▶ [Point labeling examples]
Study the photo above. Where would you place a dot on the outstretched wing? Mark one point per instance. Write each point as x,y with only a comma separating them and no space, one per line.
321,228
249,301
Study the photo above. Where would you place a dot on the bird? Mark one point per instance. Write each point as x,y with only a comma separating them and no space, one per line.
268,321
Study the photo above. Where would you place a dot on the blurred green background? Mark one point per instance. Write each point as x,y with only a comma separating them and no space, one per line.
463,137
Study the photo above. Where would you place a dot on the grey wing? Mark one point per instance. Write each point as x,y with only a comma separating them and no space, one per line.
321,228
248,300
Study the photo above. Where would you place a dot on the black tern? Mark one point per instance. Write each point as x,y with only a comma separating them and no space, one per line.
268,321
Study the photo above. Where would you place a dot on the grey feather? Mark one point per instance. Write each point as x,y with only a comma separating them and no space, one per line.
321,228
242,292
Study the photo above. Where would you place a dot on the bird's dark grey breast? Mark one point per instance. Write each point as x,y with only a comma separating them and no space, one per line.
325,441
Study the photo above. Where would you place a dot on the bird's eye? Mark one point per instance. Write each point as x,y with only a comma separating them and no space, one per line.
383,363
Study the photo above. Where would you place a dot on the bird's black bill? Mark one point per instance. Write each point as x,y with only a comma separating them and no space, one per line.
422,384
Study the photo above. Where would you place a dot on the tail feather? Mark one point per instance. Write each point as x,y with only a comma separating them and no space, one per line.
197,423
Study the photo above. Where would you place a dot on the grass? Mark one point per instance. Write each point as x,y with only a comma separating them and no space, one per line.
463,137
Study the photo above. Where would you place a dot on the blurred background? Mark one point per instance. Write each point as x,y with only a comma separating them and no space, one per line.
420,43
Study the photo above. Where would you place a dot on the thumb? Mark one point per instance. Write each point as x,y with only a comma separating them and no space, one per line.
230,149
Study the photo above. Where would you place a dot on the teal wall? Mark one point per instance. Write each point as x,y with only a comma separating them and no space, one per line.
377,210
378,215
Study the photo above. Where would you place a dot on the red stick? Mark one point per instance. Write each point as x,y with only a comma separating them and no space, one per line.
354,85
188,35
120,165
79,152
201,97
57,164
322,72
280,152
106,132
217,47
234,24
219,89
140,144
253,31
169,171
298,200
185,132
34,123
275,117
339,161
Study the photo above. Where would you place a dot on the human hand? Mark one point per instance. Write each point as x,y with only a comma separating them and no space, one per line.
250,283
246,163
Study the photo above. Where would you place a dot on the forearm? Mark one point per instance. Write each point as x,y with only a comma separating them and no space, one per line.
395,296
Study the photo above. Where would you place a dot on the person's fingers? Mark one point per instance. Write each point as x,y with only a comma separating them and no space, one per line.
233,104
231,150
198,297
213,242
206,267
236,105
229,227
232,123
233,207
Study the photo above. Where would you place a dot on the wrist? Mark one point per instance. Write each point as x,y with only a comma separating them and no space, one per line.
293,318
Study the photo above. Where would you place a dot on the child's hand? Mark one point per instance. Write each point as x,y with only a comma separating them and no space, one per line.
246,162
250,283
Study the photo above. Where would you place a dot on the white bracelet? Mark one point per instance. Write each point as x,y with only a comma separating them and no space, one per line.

▶ [Stated exercise]
Reproduce each record exactly as it appears.

▶ [Solution for this task]
Study the photo above. Where would you place a dot on the outstretched wing? Mark one point per instance. Write each point as x,y with only a comma separating them and no space, one per line.
321,228
249,301
Study the photo above. Where would you place a dot on the bird? Mark one point per instance. Write each point as x,y with only a comma separating them and no space, one per line.
268,321
Study the photo above. Where would you place a dot on the blurred green background? Mark one point per instance. Write each point as x,y with only a comma separating them and no space, one per line.
463,137
Study the photo above. Where would you place a dot on the grey wing? Mark one point per instance. Write each point as x,y with only a comma separating them and no space, one per line.
321,228
248,300
Study the photo above. Where would you place a dot on the black tern? Mark one point per instance. Write each point as x,y with only a comma separating them and no space, one per line.
268,321
Study the photo above. Where would you place a dot on the grey feather? Mark one point per instance. Write each point as x,y with only a comma separating them and no space, one per line.
321,228
242,292
Study the photo above. Where would you place a dot on the bird's dark grey breast? Mark one point per instance. Write each point as x,y with only a comma separating them and no space, one per line.
325,441
Study the photo above. Where would you place a dot on the bird's eye? Mark one point per instance. Write each point as x,y with only a comma separating them and no space, one per line.
383,363
Study the photo above. Where would you place a dot on the bird's black bill? Mark one point per instance. Write each point as x,y with only a comma separating them and no space, one per line.
422,384
Study the photo above. Where would you place a dot on the tail feather? Mark one point per instance. Write each point as x,y with only a comma separating them and no space, one per line.
197,423
Study the photo above. Where would you place a dot on the grass? Mark one point per instance. Write each point as x,y with only a comma separating them and no space, one per line.
463,137
Study the photo above. Where would you place a dot on the blurred background? Mark one point per instance. Write each point as x,y with only a comma separating them and no space, one per line.
420,43
Study the photo above. Where would you place a dot on the thumb? Mark one point per instance. Write each point as x,y with only a comma separating them and no space, one per line.
230,149
Study the photo above. Where would you place a dot on the teal wall? Mark one point per instance. Write each point as x,y with only a comma separating them and no space, one per line.
377,210
378,215
Study the photo above. Where would you place a dot on the red stick? Mark one point per instance. Write each point as x,y with only a comma separating them and no space, one per line.
354,85
188,35
120,165
79,152
201,97
57,164
322,72
280,152
106,132
217,47
234,24
219,89
140,144
253,31
169,171
298,200
185,132
34,123
275,117
339,161
Study the photo above. Where would you place a dot on the human hand? Mark one point per instance. Write each point as x,y with only a comma separating them and no space, one per line.
250,283
246,163
Study the photo above. Where would you place a dot on the forearm? Mark one point per instance. Write each point as x,y with only a comma separating them and no space, one per line.
395,296
Study the photo above. Where would you place a dot on the person's fingers? Mark one point per instance. Write each point as x,y with only a comma separating them and no space, one per line.
233,104
231,150
198,297
213,242
206,267
236,105
229,227
232,123
233,207
Study the photo above. Where would you place a dot on the wrist? Mark one point per instance. Write each point as x,y with only a comma separating them and no space, one per line.
293,318
Study the photo above. Where would you place a dot on the child's hand? Mark one point per instance. Write each point as x,y with only a comma separating them and no space, one per line.
246,162
250,283
Study the photo above. Where would you place a dot on the white bracelet? Mark one point per instance. Write each point as x,y with only a comma separating them and no space, one per line.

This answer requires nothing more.